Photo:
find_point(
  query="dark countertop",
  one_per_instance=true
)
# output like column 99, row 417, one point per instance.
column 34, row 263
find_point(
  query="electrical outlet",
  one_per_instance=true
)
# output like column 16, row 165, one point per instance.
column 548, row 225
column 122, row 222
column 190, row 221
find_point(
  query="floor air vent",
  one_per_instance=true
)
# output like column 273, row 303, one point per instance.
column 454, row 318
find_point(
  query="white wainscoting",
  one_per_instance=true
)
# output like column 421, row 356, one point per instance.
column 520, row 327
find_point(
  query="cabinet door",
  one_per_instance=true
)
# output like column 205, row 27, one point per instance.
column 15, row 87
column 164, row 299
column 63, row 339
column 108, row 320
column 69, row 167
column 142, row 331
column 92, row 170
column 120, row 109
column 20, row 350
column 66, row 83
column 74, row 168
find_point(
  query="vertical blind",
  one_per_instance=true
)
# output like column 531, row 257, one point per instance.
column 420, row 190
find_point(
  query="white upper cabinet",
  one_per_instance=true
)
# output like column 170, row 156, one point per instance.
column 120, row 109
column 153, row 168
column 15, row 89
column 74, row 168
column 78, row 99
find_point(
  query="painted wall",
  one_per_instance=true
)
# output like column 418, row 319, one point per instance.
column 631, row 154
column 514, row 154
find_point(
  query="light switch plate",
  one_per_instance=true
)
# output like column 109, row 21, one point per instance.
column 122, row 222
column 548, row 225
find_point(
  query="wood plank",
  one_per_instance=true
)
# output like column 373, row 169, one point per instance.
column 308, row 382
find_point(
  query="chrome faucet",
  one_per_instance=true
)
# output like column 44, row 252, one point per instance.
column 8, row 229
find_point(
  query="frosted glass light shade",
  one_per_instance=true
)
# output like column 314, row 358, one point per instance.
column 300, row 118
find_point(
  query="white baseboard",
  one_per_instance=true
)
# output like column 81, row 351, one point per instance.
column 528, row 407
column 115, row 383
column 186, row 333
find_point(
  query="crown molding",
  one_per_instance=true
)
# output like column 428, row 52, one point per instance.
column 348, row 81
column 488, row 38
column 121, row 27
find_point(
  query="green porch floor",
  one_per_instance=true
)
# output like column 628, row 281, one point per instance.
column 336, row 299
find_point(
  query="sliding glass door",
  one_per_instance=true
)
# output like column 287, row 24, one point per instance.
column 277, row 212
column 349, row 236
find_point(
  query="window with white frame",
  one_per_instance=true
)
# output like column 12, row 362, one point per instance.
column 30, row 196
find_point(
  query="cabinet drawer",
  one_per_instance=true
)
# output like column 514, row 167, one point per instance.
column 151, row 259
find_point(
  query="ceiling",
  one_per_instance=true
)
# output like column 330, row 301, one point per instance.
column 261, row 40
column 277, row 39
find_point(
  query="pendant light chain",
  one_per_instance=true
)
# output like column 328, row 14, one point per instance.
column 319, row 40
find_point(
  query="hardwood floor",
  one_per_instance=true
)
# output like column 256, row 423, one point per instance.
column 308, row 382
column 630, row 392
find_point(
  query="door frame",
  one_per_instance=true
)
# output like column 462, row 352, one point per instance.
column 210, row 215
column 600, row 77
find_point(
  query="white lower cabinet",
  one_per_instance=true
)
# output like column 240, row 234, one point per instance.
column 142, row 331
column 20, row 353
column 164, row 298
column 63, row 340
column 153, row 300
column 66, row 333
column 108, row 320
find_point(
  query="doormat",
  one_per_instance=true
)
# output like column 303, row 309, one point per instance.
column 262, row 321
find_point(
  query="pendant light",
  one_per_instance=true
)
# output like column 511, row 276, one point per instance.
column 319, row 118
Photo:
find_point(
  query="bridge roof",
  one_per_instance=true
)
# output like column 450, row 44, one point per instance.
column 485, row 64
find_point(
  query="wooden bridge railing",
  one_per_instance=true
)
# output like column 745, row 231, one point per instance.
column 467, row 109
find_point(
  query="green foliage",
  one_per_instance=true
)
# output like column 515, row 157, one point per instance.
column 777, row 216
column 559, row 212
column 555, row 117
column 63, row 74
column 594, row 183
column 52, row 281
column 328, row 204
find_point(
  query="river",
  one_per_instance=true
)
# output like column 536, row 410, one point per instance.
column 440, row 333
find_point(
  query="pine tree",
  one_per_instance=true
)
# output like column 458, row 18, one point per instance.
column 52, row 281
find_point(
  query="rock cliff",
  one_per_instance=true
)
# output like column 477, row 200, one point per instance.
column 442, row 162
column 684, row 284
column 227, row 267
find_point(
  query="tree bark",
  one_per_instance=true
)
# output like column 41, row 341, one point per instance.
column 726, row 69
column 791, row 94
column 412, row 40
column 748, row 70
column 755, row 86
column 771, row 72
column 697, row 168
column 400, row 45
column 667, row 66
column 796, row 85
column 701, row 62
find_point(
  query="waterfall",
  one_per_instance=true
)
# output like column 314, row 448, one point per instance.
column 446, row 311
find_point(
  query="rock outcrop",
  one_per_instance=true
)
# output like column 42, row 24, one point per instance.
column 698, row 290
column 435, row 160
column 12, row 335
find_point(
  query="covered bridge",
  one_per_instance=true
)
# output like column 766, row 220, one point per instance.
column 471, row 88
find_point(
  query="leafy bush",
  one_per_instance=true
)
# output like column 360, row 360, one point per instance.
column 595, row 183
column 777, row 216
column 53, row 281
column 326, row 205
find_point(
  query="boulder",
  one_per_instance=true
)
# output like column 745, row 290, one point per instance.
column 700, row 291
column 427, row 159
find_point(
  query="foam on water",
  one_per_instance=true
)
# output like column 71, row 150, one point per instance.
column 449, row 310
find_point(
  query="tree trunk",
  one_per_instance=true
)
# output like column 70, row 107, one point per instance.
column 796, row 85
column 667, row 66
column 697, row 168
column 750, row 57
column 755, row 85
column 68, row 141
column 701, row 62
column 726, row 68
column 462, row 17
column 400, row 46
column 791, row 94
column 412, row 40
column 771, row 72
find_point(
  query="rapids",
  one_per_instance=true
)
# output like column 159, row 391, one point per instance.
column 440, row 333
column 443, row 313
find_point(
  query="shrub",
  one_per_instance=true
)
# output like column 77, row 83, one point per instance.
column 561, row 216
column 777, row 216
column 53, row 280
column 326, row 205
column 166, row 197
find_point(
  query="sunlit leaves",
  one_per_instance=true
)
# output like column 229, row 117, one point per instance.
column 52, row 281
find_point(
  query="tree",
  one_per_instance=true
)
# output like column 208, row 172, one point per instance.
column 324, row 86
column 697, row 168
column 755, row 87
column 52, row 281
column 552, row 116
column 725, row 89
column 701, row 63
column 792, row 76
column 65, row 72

EXERCISE GOAL -> Which lines of the entries above contain the string "frame"? Copy each one.

ANSWER BOX ->
  query="window with white frame",
  query="door frame",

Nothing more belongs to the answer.